_Text for analysis:_
WOLLITZ: Protecting Lake Erie must be done
Pure joy spreads from ear to ear on the faces of anglers preparing for a day on Lake Erie. I know. I have seen it and have worn it myself.
The joy is inspired by high expectations by thousands of Erie anglers every year. They know what’s out there — the world’s greatest walleye reefs and flats, the fabled perch schools, the smallmouth bass bonanza out on the rock ledges and the migration of steelhead trout to Erie’s tributaries every autumn.
Lake Erie and the other Great Lakes are truly valuable resources, not just to anglers, but to all of the citizens of our nation. As awesome and powerful as they appear to be, however, the Great Lakes’ environmental health teeters on a delicate balance between vigorous and vital and fouled and dying.
We must not let the Great Lakes’ health deteriorate. We’ve come too far since the days when the Cuyahoga River burned and lakeshore residents considered it folly to go fishing on the stinky, polluted water.
Clean water initiatives by the federal government, the states with Great Lakes coastlines and Canadian province of Ontario have made Erie and its sisters clean, productive and extremely fishable. It has taken a lot of work. Today, that effort is bolstered by the Great Lakes Restoration Initiative and the $300 million it provides.
Nobody wants to visit the lake only to discover pea-soup green water that smells like a sewer. None of us are keen on fishing waters where polluted dredgings are dumped. All of us have benefited from the investment in cleaning up the Great Lakes.
But a future where algae blooms go unchecked and where Cuyahoga River sediment is dumped off the coast of Cleveland awaits us if certain measures proposed by President Trump are allowed to become policy.
The White House last week proposed a budget that would end the ban on dumping out in Lake Erie sediment dredged from the shipping channel of Cleveland harbor and the Cuyahoga River. The president’s budget also would slash the Great Lakes Restoration Initiative funding by 90 percent.

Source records
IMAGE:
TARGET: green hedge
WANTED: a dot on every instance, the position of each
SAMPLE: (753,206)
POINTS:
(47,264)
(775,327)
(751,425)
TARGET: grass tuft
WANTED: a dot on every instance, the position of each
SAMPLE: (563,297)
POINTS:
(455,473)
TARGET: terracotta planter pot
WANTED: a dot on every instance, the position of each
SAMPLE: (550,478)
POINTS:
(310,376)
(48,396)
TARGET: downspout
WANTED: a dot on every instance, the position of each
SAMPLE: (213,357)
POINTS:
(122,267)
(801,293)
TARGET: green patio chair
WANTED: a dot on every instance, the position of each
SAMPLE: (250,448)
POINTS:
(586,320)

_Tasks to complete:_
a. Rewrite the paragraph of the column on protecting Lake Erie that begins "Clean water initiatives by the federal government" in a shorter form, keeping its main facts.
b. Retype a passage from the column on protecting Lake Erie word for word, beginning at the words "But a future" and stopping after the words "by 90 percent.".
c. Write what comes next in the column on protecting Lake Erie, continuing after its final sentence.

_Task results:_
a. Clean water efforts by the federal government, the Great Lakes states and Ontario have taken a lot of work. They have made Erie and the other Great Lakes clean, productive and highly fishable. The Great Lakes Restoration Initiative now supports that effort with $300 million.

b.
But a future where algae blooms go unchecked and where Cuyahoga River sediment is dumped off the coast of Cleveland awaits us if certain measures proposed by President Trump are allowed to become policy.
The White House last week proposed a budget that would end the ban on dumping out in Lake Erie sediment dredged from the shipping channel of Cleveland harbor and the Cuyahoga River. The president’s budget also would slash the Great Lakes Restoration Initiative funding by 90 percent.

c.
The proposal comes during the 50th anniversary year of the last time the Cuyahoga caught fire. A half-century of progress is put to risk by a political play.
We deserve better, and it appears that Ohio’s Congressional delegation agrees as most of our representatives in D.C. have pledged to continue fighting for Erie and the other lakes. Senators Sherrod Brown and Rob Portman work on opposite sides of the aisle, but they recently issued a joint statement that they want to keep Lake Erie clean “and ensure the lake remains a viable resource for generations to come.”
Gov. Mike DeWine also has stepped up for Lake Erie, as he recently asked the state legislature to reserve $900 million for the battle against toxic algae blooms. They have plagued Erie in recent summers and threaten to ruin the world class fishing that we Ohioans have come to appreciate and that helps elevate the reputation of our region.
Also this week, the Ohio EPA declared Cuyahoga River fish safe to eat. That the Burning River now harbors fishable and eatable game and forage species is a remarkable testament to what can be accomplished.
We have come a long way since Lake Erie was judged to be a dead lake, but we cannot ever rest assured that the battle is over. We must remain dedicated to preserving our water quality and encourage our legislators to continue fighting with us for the future of Lake Erie.